◆ **STATED PROBLEM**: Copy out the data below with each "annotate" swapped for "label" and nothing else changed. Leave the pictures out.

◆ **GIVEN ENTRIES**:
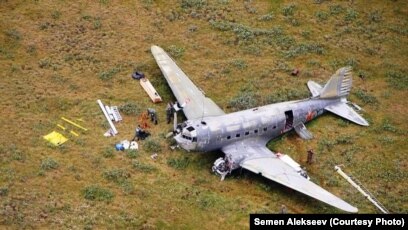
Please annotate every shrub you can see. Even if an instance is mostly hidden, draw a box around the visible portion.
[228,91,258,110]
[258,13,274,21]
[167,157,190,169]
[102,147,115,158]
[102,169,130,184]
[231,59,248,70]
[344,9,358,22]
[329,5,344,15]
[132,160,156,173]
[82,185,114,202]
[0,187,8,196]
[282,4,296,16]
[385,70,408,89]
[143,139,161,152]
[315,11,329,21]
[99,66,121,81]
[5,29,21,40]
[167,45,185,58]
[181,0,207,9]
[40,157,59,170]
[368,10,382,22]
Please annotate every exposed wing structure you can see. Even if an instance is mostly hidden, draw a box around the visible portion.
[151,46,225,119]
[324,102,369,126]
[223,143,358,212]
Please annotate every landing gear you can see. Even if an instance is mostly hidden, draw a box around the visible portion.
[212,157,231,181]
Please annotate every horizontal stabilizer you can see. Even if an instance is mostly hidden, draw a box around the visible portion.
[295,123,313,140]
[324,102,369,126]
[307,81,323,97]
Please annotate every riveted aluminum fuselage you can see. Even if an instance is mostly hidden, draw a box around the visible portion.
[175,98,341,152]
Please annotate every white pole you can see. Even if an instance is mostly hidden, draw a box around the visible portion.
[96,99,118,135]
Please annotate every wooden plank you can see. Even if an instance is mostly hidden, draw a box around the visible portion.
[140,78,162,103]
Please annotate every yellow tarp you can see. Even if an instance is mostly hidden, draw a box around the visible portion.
[44,131,68,146]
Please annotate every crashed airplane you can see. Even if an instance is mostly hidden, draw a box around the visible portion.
[151,46,368,212]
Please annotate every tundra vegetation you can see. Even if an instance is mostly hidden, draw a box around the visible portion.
[0,0,408,229]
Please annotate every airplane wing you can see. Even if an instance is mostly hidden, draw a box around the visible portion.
[222,144,358,212]
[151,46,225,119]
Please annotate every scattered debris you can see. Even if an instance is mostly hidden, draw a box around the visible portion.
[132,71,145,80]
[306,149,314,165]
[138,113,150,129]
[129,141,139,149]
[166,102,174,124]
[105,105,122,122]
[61,117,88,131]
[69,130,79,137]
[115,140,139,151]
[96,99,118,137]
[44,131,68,146]
[132,125,150,141]
[147,108,158,125]
[292,68,300,76]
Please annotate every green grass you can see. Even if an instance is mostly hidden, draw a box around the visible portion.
[0,0,408,229]
[82,185,114,202]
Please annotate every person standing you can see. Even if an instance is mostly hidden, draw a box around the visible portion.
[166,102,174,124]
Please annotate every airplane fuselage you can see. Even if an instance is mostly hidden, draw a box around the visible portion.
[175,98,341,152]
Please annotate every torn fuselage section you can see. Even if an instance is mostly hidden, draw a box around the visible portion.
[174,121,197,151]
[212,156,238,181]
[275,153,310,180]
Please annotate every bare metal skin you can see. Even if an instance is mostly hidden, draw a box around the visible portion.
[151,46,368,212]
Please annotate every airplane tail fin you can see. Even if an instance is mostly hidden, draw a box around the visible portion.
[319,67,352,98]
[307,67,369,126]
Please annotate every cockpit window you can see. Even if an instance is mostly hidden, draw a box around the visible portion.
[182,135,191,140]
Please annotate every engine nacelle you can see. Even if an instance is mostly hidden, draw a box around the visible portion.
[212,157,230,181]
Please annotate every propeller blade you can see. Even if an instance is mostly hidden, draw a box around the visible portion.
[173,112,177,131]
[166,132,174,138]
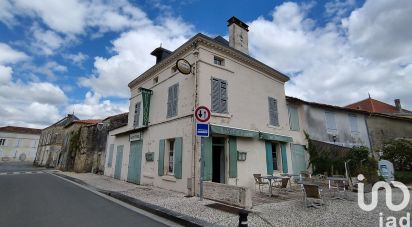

◆ **RESULT FOR THIS TASK**:
Please label every shrub you can see. Even if an instance is mostly hidden, draw a box around the visible portion.
[228,91,258,110]
[258,13,274,21]
[167,157,190,169]
[102,147,115,158]
[102,169,130,184]
[231,59,248,70]
[344,9,358,22]
[329,5,344,15]
[132,160,156,173]
[82,185,114,202]
[0,187,8,196]
[282,4,296,16]
[385,70,408,89]
[143,139,161,152]
[315,11,329,21]
[99,66,121,81]
[5,29,21,40]
[167,45,185,58]
[181,0,207,9]
[40,157,59,170]
[368,10,382,22]
Please label every exposed wing structure you can see. Even if an instance is mostly hidden, draw a box around the visible portion.
[151,46,225,119]
[324,102,369,126]
[223,143,358,212]
Please label every landing gear you can see. Even if an instance is mostly hidden, draw a box around the visible portion.
[212,157,231,181]
Please label every horizontal stabilizer you can see. Even if an instance is mostly hidden, draw a box around the visible portion.
[295,123,313,140]
[324,102,369,126]
[307,81,323,97]
Please label every riveted aluminum fuselage you can see. Even if an instance is mostly hidden, draw a box around the visible portion.
[175,98,341,152]
Please label every white pole you can see. Even if an instance is mostly hidden, draw a box around the visible portion.
[96,99,118,135]
Please label every wooden plank you can see. Even if an instance is mostly hidden, draw a box around the visible portion.
[140,78,162,103]
Please label every yellow tarp you can see. Even if an instance is mostly hidden, draw a box around the visible portion.
[44,131,68,146]
Please label every crashed airplane you can see. Even if an instance is mostly hidden, draw a box around the visible portion.
[151,46,368,212]
Please label every tundra vegetation you can see. Even if an instance is mostly hidden, draw a box around the visible portion.
[0,0,408,229]
Please label every airplane wing you can see. Even if an instance is mostly hidden, draw a box around the visible portion.
[222,144,358,212]
[151,46,225,119]
Please label every scattered debris you can see. Even if an instance is mostly hidden, draw a box around the visible portion.
[132,71,145,80]
[306,149,314,165]
[138,113,150,129]
[129,141,139,149]
[166,102,174,124]
[105,105,122,122]
[61,117,88,131]
[69,130,79,137]
[115,140,139,151]
[96,99,118,137]
[44,131,68,146]
[132,125,150,141]
[147,108,158,125]
[292,68,300,76]
Please label every green grass you can see. Even if an instance is mostly hidden, draw a box around the visible portion.
[0,0,408,229]
[82,185,114,202]
Please label every person standing you can see. Even if an instance is mostly hidden, draw a box around the visible portion.
[166,102,174,124]
Please label every airplane fuselage you can see. Even if an instance is mostly hidden, draw a box around the visible portion.
[175,98,341,152]
Please label every torn fuselage section you can see. Even if an instance is mostly hidden, draw a box around the visible portion.
[174,121,197,151]
[212,156,238,181]
[275,153,310,180]
Please label every bare metal skin you can see. Even if an instance is mostly hidden, draw a box around the visible portion.
[151,46,368,212]
Please label every airplane tail fin you can see. Even if an instance is mostly hidden, draw a box around the visible portion.
[319,67,352,98]
[307,67,369,126]
Please label every cockpit window you can see. Even if an instance is mostly hidden, draw a box around the visible portion.
[182,135,191,140]
Please label every engine nacelle you can see. Even if an instance is mostly hidden, draw a box around the visible portion.
[212,157,230,181]
Please label every propeller blade you can see. Even if an instance is mostly hidden, draw a box around the visible portion.
[173,112,177,131]
[166,132,174,138]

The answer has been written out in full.